> **About this exercise**: Filter the records below, keeping only lines with the string "above".

> **Record extracts**:
---------------

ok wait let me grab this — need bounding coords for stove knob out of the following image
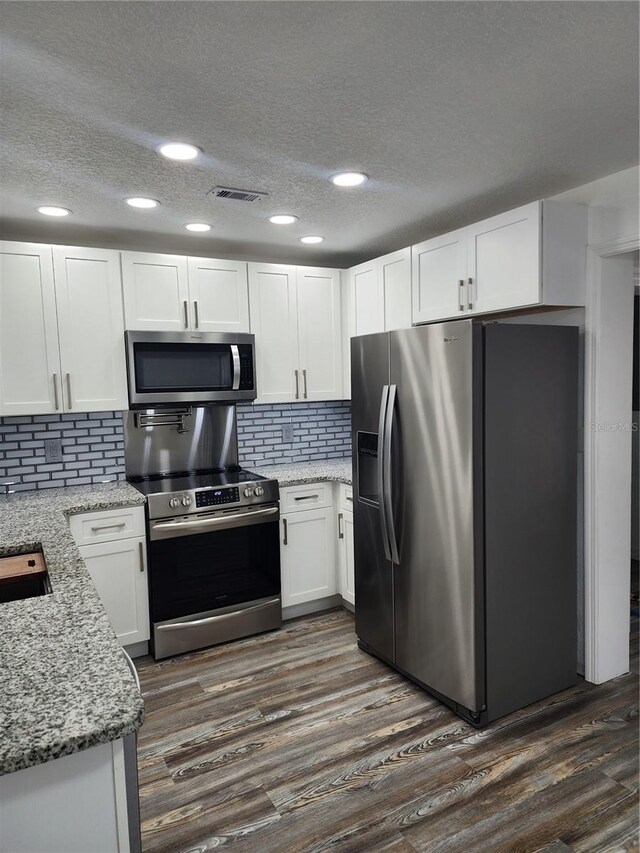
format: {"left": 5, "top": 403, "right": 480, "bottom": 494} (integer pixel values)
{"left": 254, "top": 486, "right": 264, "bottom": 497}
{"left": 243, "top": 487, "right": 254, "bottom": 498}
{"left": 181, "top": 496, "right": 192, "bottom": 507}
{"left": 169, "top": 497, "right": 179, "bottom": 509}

---------------

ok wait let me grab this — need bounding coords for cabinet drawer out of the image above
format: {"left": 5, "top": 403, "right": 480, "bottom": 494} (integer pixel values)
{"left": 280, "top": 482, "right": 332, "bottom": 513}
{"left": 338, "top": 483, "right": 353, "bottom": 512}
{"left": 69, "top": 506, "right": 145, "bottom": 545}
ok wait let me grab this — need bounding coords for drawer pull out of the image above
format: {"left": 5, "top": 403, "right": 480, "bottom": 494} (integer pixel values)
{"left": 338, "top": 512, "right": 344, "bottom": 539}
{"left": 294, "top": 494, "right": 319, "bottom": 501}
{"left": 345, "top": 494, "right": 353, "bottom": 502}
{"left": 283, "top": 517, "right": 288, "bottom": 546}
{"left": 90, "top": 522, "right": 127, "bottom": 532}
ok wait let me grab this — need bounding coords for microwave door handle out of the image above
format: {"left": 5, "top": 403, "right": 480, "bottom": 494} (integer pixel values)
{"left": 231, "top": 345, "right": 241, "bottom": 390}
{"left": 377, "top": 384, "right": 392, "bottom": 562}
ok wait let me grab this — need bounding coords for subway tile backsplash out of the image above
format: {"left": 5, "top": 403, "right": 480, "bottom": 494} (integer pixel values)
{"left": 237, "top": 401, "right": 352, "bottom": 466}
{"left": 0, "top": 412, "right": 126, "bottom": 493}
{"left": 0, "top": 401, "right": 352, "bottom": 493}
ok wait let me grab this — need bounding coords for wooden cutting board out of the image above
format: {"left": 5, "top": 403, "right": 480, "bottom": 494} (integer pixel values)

---------------

> **Answer section**:
ok wait let me grab this — need bounding coords for cabinet drawer out of the image above
ok wait let me grab this — need bounding coords for drawer pull out of the image above
ok wait let me grab this — need bounding coords for microwave door handle out of the image above
ok wait let me grab this — need bounding coords for subway tile backsplash out of the image above
ok wait let me grab this — need bounding coords for wooden cutting board out of the image above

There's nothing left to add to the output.